> [EXERCISE AIM] Give the number of lines in the data below where the string "stone" occurs, and nothing else.

> [Stored dataset items]
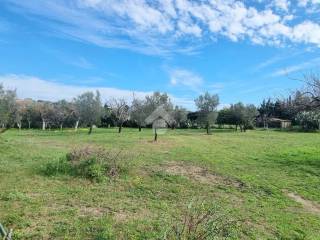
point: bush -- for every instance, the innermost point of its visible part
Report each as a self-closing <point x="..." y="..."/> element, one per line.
<point x="59" y="167"/>
<point x="95" y="164"/>
<point x="201" y="222"/>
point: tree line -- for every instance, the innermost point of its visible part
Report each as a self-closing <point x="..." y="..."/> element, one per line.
<point x="302" y="107"/>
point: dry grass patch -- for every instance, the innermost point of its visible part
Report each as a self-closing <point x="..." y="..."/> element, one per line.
<point x="307" y="205"/>
<point x="200" y="174"/>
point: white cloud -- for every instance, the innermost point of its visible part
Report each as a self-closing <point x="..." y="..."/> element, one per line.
<point x="39" y="89"/>
<point x="314" y="63"/>
<point x="182" y="77"/>
<point x="159" y="27"/>
<point x="282" y="5"/>
<point x="81" y="63"/>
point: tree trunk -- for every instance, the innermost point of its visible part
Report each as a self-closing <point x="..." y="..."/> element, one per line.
<point x="90" y="129"/>
<point x="76" y="126"/>
<point x="155" y="135"/>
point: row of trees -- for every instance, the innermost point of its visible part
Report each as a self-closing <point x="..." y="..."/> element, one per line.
<point x="302" y="107"/>
<point x="87" y="110"/>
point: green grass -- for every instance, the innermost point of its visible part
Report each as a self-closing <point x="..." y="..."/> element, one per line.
<point x="146" y="201"/>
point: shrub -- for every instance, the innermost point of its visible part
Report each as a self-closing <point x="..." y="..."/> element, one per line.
<point x="201" y="222"/>
<point x="96" y="164"/>
<point x="58" y="167"/>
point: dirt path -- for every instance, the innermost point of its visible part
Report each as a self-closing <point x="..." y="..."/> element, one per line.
<point x="307" y="205"/>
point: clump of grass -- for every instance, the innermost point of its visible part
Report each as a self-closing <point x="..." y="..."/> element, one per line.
<point x="204" y="221"/>
<point x="96" y="164"/>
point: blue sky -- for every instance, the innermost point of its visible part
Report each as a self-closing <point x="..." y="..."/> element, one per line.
<point x="242" y="50"/>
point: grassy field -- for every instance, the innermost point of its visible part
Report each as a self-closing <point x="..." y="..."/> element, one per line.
<point x="268" y="181"/>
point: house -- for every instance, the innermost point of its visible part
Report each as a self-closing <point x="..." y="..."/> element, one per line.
<point x="279" y="123"/>
<point x="159" y="118"/>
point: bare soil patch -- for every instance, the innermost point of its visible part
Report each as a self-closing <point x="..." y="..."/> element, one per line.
<point x="307" y="205"/>
<point x="124" y="216"/>
<point x="200" y="174"/>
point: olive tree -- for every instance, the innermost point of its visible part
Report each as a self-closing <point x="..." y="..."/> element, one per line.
<point x="89" y="108"/>
<point x="207" y="105"/>
<point x="120" y="109"/>
<point x="180" y="118"/>
<point x="7" y="107"/>
<point x="138" y="112"/>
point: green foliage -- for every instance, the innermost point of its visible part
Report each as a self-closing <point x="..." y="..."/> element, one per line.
<point x="309" y="120"/>
<point x="207" y="105"/>
<point x="62" y="166"/>
<point x="141" y="203"/>
<point x="203" y="222"/>
<point x="89" y="107"/>
<point x="94" y="164"/>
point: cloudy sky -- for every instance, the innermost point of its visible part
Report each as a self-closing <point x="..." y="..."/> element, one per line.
<point x="242" y="50"/>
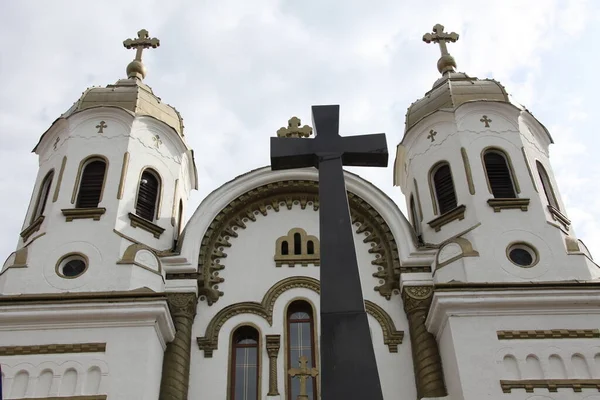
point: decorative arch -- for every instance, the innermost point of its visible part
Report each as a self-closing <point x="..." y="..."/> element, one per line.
<point x="210" y="342"/>
<point x="288" y="193"/>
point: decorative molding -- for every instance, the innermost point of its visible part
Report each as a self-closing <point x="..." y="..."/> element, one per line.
<point x="549" y="334"/>
<point x="271" y="197"/>
<point x="83" y="213"/>
<point x="465" y="157"/>
<point x="529" y="168"/>
<point x="304" y="258"/>
<point x="208" y="343"/>
<point x="59" y="180"/>
<point x="273" y="344"/>
<point x="429" y="374"/>
<point x="552" y="385"/>
<point x="123" y="175"/>
<point x="31" y="229"/>
<point x="139" y="222"/>
<point x="507" y="204"/>
<point x="457" y="213"/>
<point x="176" y="362"/>
<point x="559" y="217"/>
<point x="52" y="349"/>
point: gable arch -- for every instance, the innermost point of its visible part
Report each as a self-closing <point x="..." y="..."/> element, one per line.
<point x="210" y="341"/>
<point x="263" y="191"/>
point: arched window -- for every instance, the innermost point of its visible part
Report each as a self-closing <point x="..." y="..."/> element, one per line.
<point x="148" y="191"/>
<point x="244" y="364"/>
<point x="445" y="195"/>
<point x="91" y="184"/>
<point x="498" y="174"/>
<point x="40" y="203"/>
<point x="300" y="343"/>
<point x="547" y="185"/>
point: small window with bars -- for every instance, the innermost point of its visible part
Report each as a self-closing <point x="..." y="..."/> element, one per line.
<point x="148" y="192"/>
<point x="91" y="184"/>
<point x="499" y="176"/>
<point x="443" y="188"/>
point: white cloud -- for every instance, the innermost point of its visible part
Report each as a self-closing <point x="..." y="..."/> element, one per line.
<point x="237" y="70"/>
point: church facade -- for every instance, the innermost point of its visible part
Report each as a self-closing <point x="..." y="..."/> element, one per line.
<point x="482" y="292"/>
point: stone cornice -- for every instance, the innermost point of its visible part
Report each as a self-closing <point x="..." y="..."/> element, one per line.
<point x="303" y="193"/>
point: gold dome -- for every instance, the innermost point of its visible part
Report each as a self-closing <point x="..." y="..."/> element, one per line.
<point x="452" y="90"/>
<point x="131" y="95"/>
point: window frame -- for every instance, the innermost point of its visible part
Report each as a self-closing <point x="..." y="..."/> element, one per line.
<point x="232" y="360"/>
<point x="433" y="189"/>
<point x="314" y="356"/>
<point x="157" y="202"/>
<point x="78" y="180"/>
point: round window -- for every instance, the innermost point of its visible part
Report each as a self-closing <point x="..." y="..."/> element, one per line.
<point x="72" y="265"/>
<point x="522" y="255"/>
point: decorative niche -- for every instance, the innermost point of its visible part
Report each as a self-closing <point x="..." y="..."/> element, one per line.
<point x="297" y="248"/>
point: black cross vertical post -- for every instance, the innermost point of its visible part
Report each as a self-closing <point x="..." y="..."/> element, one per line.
<point x="348" y="366"/>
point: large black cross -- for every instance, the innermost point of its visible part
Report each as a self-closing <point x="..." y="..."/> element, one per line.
<point x="348" y="366"/>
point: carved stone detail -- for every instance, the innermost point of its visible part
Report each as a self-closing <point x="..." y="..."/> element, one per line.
<point x="429" y="375"/>
<point x="270" y="197"/>
<point x="210" y="342"/>
<point x="273" y="344"/>
<point x="176" y="362"/>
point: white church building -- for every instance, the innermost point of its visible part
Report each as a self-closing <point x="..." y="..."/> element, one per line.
<point x="482" y="292"/>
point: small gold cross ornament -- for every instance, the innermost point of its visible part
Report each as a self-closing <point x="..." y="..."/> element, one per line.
<point x="431" y="135"/>
<point x="446" y="63"/>
<point x="486" y="121"/>
<point x="303" y="373"/>
<point x="294" y="130"/>
<point x="101" y="126"/>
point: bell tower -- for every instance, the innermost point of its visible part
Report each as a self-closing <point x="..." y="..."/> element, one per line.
<point x="114" y="177"/>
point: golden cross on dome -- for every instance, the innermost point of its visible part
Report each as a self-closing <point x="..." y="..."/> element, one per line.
<point x="294" y="129"/>
<point x="303" y="373"/>
<point x="446" y="62"/>
<point x="136" y="69"/>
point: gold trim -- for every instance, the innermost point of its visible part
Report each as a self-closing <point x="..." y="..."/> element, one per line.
<point x="40" y="193"/>
<point x="82" y="164"/>
<point x="31" y="229"/>
<point x="507" y="204"/>
<point x="456" y="214"/>
<point x="59" y="180"/>
<point x="82" y="213"/>
<point x="139" y="222"/>
<point x="273" y="343"/>
<point x="175" y="204"/>
<point x="529" y="169"/>
<point x="208" y="343"/>
<point x="550" y="334"/>
<point x="559" y="217"/>
<point x="60" y="260"/>
<point x="259" y="356"/>
<point x="418" y="200"/>
<point x="123" y="175"/>
<point x="152" y="170"/>
<point x="511" y="169"/>
<point x="130" y="253"/>
<point x="465" y="156"/>
<point x="303" y="258"/>
<point x="52" y="349"/>
<point x="261" y="200"/>
<point x="551" y="384"/>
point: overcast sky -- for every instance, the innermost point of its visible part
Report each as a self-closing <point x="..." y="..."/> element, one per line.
<point x="237" y="70"/>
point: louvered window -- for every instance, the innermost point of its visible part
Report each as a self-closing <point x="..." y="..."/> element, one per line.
<point x="499" y="176"/>
<point x="147" y="195"/>
<point x="40" y="204"/>
<point x="92" y="181"/>
<point x="547" y="186"/>
<point x="444" y="188"/>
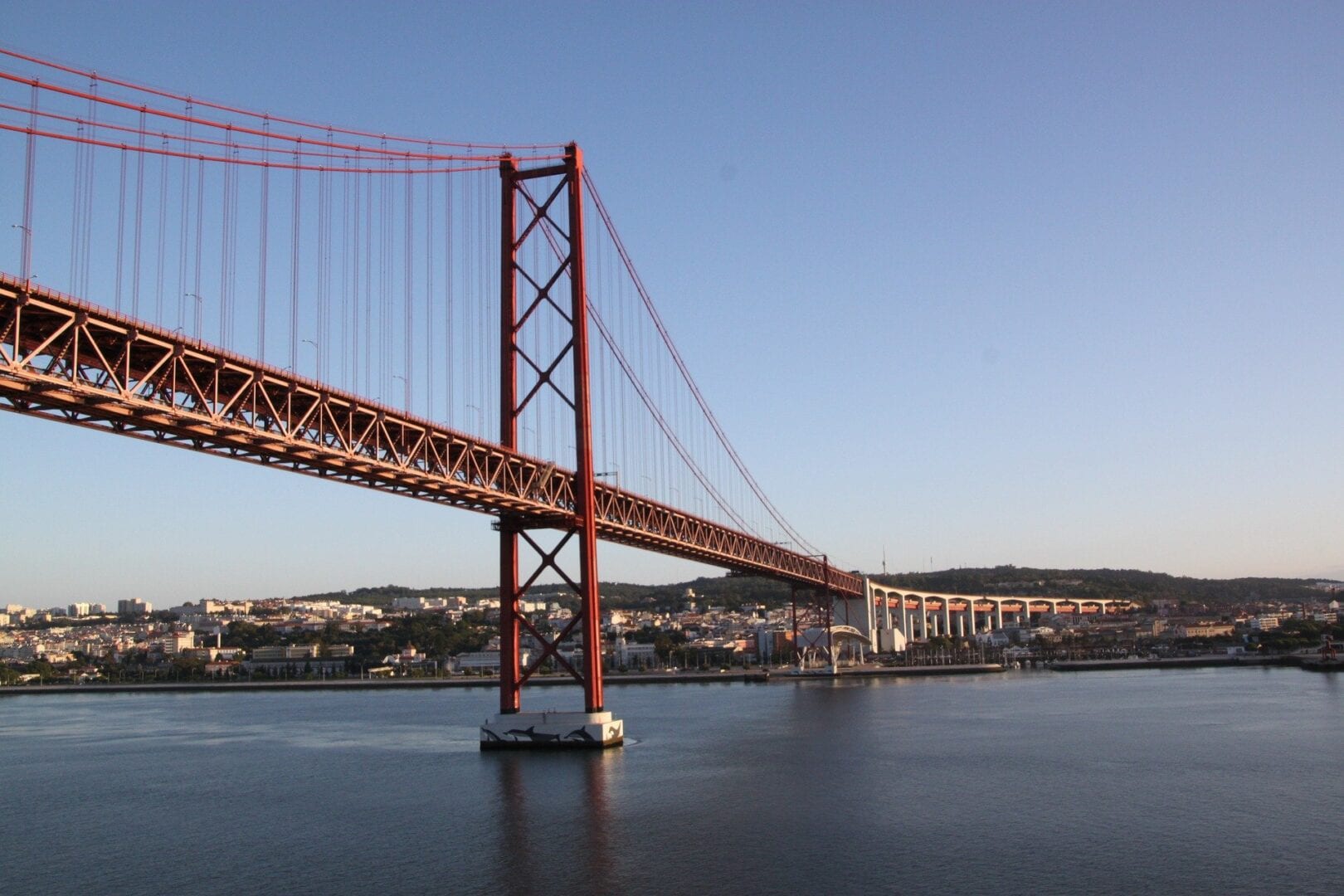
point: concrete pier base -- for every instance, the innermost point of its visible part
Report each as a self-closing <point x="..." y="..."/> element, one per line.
<point x="553" y="731"/>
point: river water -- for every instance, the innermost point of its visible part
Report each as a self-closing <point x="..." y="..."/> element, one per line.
<point x="1203" y="781"/>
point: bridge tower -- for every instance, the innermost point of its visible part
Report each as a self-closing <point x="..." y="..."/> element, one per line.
<point x="535" y="229"/>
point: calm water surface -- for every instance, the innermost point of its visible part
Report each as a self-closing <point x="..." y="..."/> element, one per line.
<point x="1211" y="781"/>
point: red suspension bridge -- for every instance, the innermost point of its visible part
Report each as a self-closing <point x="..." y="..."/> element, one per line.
<point x="431" y="319"/>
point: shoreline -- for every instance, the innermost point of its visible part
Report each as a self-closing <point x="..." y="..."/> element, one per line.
<point x="492" y="681"/>
<point x="752" y="676"/>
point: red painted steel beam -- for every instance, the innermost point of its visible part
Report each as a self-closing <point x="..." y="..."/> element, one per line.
<point x="78" y="363"/>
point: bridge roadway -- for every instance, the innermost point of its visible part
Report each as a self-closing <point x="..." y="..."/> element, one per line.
<point x="890" y="617"/>
<point x="74" y="362"/>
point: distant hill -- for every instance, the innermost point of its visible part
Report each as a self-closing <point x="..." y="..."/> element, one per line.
<point x="1133" y="585"/>
<point x="733" y="592"/>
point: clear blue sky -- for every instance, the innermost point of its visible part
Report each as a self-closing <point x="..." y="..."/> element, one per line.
<point x="1045" y="284"/>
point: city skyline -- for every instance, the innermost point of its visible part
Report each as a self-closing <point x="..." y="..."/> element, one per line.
<point x="1049" y="286"/>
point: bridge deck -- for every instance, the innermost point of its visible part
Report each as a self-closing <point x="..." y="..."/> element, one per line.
<point x="78" y="363"/>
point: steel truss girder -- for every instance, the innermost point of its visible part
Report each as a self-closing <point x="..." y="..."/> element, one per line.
<point x="74" y="362"/>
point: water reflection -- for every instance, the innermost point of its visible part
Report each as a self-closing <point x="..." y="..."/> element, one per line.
<point x="554" y="818"/>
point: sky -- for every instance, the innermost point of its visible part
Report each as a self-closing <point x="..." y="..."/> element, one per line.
<point x="1054" y="285"/>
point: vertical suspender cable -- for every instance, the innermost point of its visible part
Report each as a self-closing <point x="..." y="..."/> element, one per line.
<point x="28" y="164"/>
<point x="140" y="208"/>
<point x="262" y="238"/>
<point x="293" y="265"/>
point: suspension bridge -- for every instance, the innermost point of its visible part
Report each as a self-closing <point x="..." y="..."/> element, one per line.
<point x="455" y="323"/>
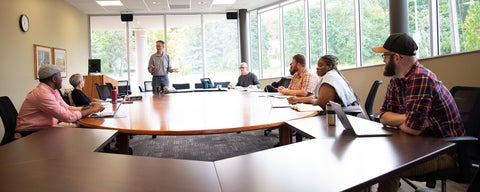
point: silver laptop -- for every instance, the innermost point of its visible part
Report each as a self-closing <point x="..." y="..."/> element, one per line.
<point x="365" y="129"/>
<point x="107" y="113"/>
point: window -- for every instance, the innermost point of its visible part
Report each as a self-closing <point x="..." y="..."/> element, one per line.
<point x="270" y="53"/>
<point x="375" y="28"/>
<point x="221" y="48"/>
<point x="341" y="31"/>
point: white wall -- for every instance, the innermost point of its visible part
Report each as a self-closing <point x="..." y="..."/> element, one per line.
<point x="53" y="23"/>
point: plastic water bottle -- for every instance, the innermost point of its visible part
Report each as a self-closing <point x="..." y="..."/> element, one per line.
<point x="330" y="115"/>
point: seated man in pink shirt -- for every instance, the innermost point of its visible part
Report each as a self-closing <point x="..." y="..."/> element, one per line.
<point x="44" y="107"/>
<point x="303" y="81"/>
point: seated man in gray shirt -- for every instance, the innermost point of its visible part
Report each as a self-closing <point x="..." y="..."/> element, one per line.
<point x="246" y="78"/>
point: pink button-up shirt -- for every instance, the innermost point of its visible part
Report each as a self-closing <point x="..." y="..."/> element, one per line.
<point x="43" y="107"/>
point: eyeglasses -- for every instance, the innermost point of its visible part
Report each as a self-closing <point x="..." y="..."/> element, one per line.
<point x="386" y="54"/>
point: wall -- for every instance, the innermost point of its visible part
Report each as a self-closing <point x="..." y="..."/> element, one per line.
<point x="53" y="23"/>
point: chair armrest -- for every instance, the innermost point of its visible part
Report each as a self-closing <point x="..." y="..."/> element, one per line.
<point x="461" y="139"/>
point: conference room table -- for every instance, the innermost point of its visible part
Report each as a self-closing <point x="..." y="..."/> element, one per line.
<point x="332" y="160"/>
<point x="195" y="113"/>
<point x="68" y="159"/>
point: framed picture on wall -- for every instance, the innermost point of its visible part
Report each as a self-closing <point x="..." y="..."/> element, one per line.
<point x="60" y="59"/>
<point x="42" y="56"/>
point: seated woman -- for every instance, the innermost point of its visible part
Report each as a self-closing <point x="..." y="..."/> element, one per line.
<point x="79" y="98"/>
<point x="331" y="87"/>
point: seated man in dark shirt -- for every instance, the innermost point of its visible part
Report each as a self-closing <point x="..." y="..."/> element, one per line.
<point x="78" y="97"/>
<point x="246" y="78"/>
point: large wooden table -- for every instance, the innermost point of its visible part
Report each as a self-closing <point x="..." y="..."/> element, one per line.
<point x="195" y="113"/>
<point x="334" y="160"/>
<point x="64" y="159"/>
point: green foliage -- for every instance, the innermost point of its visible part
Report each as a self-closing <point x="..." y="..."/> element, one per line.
<point x="471" y="27"/>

> [OUTPUT] 2